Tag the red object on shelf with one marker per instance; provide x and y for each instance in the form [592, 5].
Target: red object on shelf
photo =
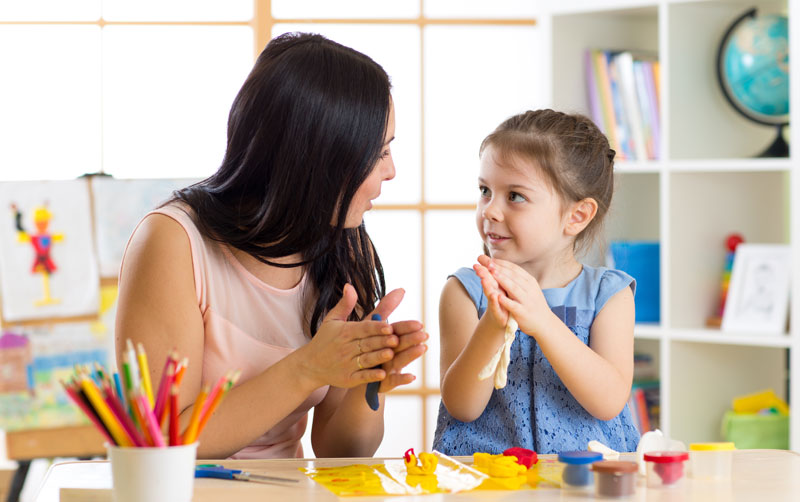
[733, 240]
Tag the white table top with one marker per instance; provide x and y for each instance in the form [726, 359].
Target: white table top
[758, 475]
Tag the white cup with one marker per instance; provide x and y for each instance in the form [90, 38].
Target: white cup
[153, 474]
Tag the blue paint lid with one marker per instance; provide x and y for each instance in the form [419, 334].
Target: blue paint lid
[579, 457]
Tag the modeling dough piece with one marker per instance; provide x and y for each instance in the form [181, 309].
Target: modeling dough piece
[498, 365]
[524, 456]
[608, 453]
[669, 472]
[428, 463]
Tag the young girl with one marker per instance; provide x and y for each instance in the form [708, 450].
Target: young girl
[546, 180]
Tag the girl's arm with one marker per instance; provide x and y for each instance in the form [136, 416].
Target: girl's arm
[599, 375]
[158, 307]
[467, 345]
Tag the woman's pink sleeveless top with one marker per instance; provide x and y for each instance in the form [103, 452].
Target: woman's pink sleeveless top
[249, 325]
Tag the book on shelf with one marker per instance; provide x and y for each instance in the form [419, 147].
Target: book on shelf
[622, 89]
[644, 403]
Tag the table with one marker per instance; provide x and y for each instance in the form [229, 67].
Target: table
[760, 475]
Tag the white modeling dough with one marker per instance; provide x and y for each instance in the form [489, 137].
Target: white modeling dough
[498, 365]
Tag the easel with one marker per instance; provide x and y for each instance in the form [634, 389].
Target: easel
[82, 441]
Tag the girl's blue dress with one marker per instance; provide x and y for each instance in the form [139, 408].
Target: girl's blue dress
[535, 410]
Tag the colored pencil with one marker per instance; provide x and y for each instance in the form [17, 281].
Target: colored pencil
[212, 406]
[104, 412]
[150, 420]
[164, 385]
[124, 419]
[141, 356]
[162, 413]
[89, 412]
[190, 434]
[120, 394]
[174, 428]
[181, 370]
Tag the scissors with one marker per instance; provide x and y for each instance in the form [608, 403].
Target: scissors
[220, 472]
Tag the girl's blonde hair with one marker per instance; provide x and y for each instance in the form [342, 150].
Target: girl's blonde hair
[572, 153]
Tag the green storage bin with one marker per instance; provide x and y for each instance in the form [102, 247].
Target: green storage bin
[751, 430]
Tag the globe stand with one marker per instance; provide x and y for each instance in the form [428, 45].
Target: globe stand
[778, 148]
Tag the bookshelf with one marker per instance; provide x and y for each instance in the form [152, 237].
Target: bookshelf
[704, 186]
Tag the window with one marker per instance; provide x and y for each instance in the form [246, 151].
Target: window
[142, 89]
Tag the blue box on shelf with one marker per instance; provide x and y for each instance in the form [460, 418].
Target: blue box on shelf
[641, 259]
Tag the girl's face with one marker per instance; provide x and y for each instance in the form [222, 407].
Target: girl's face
[370, 189]
[519, 217]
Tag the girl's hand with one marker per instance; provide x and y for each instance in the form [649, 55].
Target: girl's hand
[496, 314]
[344, 353]
[522, 295]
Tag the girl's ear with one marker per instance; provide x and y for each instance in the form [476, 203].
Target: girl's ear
[579, 215]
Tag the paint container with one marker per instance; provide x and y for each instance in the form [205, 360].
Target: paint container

+ + + +

What the task asks — Reproduce the listing above exactly, without a single picture.

Solution to the problem —
Tag the red object on shelf with one marker per instance; provide x and y for each instance in the form [592, 5].
Target: red object on shelf
photo =
[733, 240]
Tag the white table top with one marker per instance; provide x and y for each instance in the form [726, 359].
Target: white table top
[758, 475]
Tag the white cup with one marker per instance; provide x and y for each instance in the form [90, 38].
Target: white cup
[153, 474]
Tag the blue paint lid with one marker per instance; provide x and y for each instance in the form [419, 334].
Target: blue paint lid
[579, 457]
Tag the modeling dough piece with one marker per instance; provide x and y for each instance in the form [181, 309].
Target: modeling dough piece
[498, 365]
[524, 456]
[608, 453]
[669, 472]
[428, 463]
Tag the young girl with one marker per instance; provide x and y for each instance in the form [708, 450].
Target: young girl
[546, 180]
Tag the girl's arm with one marker per instance; provide x and y for each instance in the form [136, 416].
Target: girl's arm
[599, 375]
[158, 307]
[467, 345]
Tag the woman's pink sleeveless top with one marker per instance; provide x and y for each instance in the form [103, 452].
Target: woman's pink sleeveless top
[249, 325]
Tag the book on shelf with one marker per instance; provide x and y for each instance in the form [419, 147].
Target: book on shelf
[622, 89]
[644, 403]
Tag the table with one marker per instance; provide x and y for each instance in the form [229, 67].
Target: table
[760, 475]
Tag the white modeling dough with one marker per instance; provide x and y for each instance in the form [489, 137].
Target: white modeling dough
[498, 365]
Tag the easel with one marker per instance; provide x and y for each instance in the form [634, 389].
Target: easel
[82, 441]
Tag the girl's blue dress with one marker per instance; provide x and y for each instance in the form [139, 408].
Target: girl's blue dress
[535, 410]
Tag the colored pencil with one marker per instance; provide x and y for each instance in the form [17, 281].
Target: colored pencil
[212, 406]
[104, 412]
[150, 420]
[164, 385]
[124, 419]
[141, 356]
[162, 413]
[89, 412]
[190, 434]
[120, 394]
[174, 428]
[181, 370]
Tag the scissors with one marker per instance; provide x and y for each instance in the form [608, 403].
Target: scissors
[220, 472]
Tag the girl's blonde hair with one marker per instance; provide x and y for each instance in the form [342, 150].
Target: girl's blonde hair
[572, 153]
Tag the green storage bin with one marker per instance; provide x and y for each instance in the form [102, 247].
Target: green storage bin
[751, 430]
Tag the globe stand with one marker per instance; provide x and y for each instance in the form [428, 45].
Target: globe stand
[778, 148]
Tag the bookshelf with one marker per instance; provide x and y for each instance in the form [152, 237].
Target: bookshelf
[704, 186]
Tag the window with one marker per instance; provide x and y for each instance in the form [246, 151].
Target: window
[142, 89]
Tag the blue box on shelf with one marker per instance; provide x and y for each instance in the form [460, 418].
Target: blue box on shelf
[641, 259]
Tag the girl's face with one marker per instance; provide x and y for each instance in the form [222, 407].
Target: girl's face
[370, 189]
[519, 217]
Tag the girl's hand with one marker per instance; provide x and y for each instance in the form [649, 55].
Target: girl's hand
[496, 314]
[344, 353]
[522, 295]
Tag the girl's ear with one marker per instance; provide x and y for each instance in the form [476, 203].
Target: girl's ear
[579, 215]
Tag the paint container with one marker per instance; provide x and y for each instance in the form [205, 360].
Target: paint container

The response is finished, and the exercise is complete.